Supplied text
************

Let's say you're catching up with a college friend you haven't seen in years. The conversation is good — until it isn't. Somehow you've wandered into territory where it becomes clear that you two see the world pretty differently. Maybe it's religion, maybe it's politics, maybe it's something that wasn't even political five years ago but definitely is now.


Here's the question: what would a successful version of that conversation look like?


If your answer is that one of you changes your mind and comes around to the other's point of view — that's conflict resolution. And with respect, that's a bad goal. And yet we often wade into these conversations hoping just that will happen, but we always expect ‘them’ to be the one who changes their mind. 


Now picture a different scenario. Your team is in a working session to figure out the direction of a big project. There's healthy debate, risks get surfaced, ideas get challenged. It's a good conversation. But at the end of the day, someone in that room is the decision owner. The goal of that meeting was never for everyone to arrive at perfect consensus — it was to think well together before someone makes the call.

************

Dataset rows
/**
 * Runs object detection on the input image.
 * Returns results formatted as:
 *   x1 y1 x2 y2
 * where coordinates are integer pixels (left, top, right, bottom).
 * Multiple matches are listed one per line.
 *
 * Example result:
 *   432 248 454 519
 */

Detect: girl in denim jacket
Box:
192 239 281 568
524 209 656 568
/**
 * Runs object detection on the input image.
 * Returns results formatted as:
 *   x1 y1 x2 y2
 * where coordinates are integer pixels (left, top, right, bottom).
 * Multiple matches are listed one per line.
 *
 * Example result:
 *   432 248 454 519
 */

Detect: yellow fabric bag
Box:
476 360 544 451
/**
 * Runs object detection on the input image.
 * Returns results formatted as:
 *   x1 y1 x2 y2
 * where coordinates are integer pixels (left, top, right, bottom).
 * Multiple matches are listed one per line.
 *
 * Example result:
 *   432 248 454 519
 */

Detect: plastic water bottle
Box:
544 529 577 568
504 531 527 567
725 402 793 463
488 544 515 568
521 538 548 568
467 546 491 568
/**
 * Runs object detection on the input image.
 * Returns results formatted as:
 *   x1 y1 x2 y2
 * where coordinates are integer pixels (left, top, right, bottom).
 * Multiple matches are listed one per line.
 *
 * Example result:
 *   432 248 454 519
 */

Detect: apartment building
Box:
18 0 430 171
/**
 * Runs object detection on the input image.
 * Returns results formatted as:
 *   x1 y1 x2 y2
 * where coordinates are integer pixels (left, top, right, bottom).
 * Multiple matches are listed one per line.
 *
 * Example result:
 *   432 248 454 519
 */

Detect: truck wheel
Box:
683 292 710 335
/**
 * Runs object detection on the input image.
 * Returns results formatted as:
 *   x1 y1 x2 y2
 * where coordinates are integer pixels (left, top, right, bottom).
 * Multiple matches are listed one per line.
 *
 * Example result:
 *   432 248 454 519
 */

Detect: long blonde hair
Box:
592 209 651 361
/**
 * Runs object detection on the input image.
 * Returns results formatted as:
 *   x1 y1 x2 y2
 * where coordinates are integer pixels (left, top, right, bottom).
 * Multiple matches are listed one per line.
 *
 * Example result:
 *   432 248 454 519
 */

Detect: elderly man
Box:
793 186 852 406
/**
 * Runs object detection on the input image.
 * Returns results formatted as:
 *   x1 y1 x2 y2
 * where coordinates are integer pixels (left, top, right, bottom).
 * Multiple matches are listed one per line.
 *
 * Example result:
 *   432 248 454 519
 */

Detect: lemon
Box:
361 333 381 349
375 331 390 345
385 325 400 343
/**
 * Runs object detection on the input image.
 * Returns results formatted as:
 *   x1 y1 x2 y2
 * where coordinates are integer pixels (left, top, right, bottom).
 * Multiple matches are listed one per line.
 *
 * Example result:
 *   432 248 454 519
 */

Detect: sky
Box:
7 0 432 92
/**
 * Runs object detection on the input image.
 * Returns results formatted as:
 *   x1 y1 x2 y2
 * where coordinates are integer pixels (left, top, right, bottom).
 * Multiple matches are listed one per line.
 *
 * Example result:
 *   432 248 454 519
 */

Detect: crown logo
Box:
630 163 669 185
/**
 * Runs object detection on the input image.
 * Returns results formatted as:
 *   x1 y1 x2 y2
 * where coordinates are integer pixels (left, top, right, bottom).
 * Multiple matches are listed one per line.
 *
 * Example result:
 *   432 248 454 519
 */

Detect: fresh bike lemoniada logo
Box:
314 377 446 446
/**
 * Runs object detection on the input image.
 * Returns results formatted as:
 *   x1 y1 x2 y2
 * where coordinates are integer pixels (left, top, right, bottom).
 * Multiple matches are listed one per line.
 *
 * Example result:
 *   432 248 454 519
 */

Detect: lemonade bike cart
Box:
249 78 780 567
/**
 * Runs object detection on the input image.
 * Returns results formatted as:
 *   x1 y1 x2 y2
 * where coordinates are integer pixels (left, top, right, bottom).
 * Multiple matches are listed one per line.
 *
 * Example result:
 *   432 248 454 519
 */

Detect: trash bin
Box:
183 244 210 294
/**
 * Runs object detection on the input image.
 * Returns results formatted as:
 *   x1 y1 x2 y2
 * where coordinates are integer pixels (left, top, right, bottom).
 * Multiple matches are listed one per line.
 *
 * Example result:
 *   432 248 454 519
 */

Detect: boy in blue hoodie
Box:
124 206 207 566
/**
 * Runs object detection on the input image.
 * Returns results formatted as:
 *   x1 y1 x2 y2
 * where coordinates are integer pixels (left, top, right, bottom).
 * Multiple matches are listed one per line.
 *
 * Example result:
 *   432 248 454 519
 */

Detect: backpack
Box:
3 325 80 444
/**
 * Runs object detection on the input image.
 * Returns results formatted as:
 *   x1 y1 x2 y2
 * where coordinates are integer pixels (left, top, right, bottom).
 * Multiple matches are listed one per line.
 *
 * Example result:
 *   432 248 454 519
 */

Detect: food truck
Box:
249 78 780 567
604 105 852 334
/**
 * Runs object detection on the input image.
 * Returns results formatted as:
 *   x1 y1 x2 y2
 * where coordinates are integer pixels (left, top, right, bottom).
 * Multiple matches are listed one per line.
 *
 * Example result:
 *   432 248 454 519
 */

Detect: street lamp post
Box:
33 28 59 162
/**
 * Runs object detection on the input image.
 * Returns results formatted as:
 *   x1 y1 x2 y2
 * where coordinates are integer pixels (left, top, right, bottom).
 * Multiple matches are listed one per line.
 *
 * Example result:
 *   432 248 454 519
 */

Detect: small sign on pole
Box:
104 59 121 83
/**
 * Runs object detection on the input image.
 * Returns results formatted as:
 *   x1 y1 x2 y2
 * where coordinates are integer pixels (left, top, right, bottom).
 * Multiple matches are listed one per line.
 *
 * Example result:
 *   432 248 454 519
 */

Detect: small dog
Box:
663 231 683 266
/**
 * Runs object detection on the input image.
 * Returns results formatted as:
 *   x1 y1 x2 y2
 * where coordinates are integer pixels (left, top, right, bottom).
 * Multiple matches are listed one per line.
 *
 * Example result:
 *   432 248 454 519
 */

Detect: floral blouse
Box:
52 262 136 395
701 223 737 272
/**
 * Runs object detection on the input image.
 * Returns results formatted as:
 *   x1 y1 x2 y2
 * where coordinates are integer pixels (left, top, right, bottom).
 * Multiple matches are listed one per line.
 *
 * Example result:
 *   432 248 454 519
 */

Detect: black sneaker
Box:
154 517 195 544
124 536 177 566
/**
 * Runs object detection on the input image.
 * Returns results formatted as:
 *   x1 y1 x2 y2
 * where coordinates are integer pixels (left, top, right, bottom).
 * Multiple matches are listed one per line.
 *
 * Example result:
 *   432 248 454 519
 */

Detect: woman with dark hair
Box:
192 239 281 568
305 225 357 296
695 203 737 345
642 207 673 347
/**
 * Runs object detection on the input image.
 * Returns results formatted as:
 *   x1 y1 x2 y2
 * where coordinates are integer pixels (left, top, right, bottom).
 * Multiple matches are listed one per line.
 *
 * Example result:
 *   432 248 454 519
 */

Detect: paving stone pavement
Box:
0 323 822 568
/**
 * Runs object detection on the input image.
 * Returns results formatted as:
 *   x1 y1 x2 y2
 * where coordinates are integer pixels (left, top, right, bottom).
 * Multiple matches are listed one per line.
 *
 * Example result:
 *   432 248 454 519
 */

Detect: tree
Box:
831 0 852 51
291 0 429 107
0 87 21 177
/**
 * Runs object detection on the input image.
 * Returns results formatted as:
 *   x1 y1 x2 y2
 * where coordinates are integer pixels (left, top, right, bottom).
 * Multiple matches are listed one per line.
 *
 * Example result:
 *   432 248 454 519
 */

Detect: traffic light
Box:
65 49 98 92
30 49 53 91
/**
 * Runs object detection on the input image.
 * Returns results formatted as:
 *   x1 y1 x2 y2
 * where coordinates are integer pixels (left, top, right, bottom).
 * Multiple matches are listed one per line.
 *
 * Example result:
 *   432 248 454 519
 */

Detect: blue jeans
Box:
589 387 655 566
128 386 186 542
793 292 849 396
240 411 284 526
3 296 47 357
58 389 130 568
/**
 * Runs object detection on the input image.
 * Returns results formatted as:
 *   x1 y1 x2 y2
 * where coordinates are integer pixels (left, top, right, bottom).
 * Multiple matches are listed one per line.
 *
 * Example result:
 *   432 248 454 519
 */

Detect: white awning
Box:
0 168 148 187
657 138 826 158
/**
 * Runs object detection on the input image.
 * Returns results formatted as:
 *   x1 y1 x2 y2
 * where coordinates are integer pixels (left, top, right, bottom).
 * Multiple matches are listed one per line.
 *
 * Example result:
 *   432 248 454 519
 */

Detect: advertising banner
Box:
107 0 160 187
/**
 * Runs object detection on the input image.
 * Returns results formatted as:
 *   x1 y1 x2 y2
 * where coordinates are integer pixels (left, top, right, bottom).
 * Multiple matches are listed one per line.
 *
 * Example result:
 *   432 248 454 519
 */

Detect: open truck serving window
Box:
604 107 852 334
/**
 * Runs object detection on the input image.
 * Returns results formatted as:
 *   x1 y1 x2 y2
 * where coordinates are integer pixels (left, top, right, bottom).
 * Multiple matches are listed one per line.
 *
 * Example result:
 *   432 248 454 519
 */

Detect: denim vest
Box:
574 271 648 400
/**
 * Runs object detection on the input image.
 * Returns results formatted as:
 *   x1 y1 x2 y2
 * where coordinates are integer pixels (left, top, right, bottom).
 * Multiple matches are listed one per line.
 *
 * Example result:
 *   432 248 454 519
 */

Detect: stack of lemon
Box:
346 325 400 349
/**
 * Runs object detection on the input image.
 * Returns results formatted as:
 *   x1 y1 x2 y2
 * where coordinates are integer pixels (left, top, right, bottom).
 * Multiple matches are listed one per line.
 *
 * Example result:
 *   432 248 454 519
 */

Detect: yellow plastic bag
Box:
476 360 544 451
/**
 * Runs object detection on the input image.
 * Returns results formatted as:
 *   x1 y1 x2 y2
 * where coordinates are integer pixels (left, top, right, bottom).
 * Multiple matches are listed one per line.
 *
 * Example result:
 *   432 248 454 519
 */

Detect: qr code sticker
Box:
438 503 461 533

************

Problems
[1] Copy word for word the stretch of the passage on disagreement from "Now picture a" through "makes the call.".
[2] Answer these questions from the passage on disagreement:
(a) In the opening scenario, whom are you catching up with?
(b) What term does the passage use for one person changing their mind and coming around to the other's point of view?
(c) In the second scenario, what is the team's working session meant to figure out?

Answers given
[1]
Now picture a different scenario. Your team is in a working session to figure out the direction of a big project. There's healthy debate, risks get surfaced, ideas get challenged. It's a good conversation. But at the end of the day, someone in that room is the decision owner. The goal of that meeting was never for everyone to arrive at perfect consensus — it was to think well together before someone makes the call.

[2]
(a) A college friend you haven't seen in years.
(b) Conflict resolution.
(c) The direction of a big project.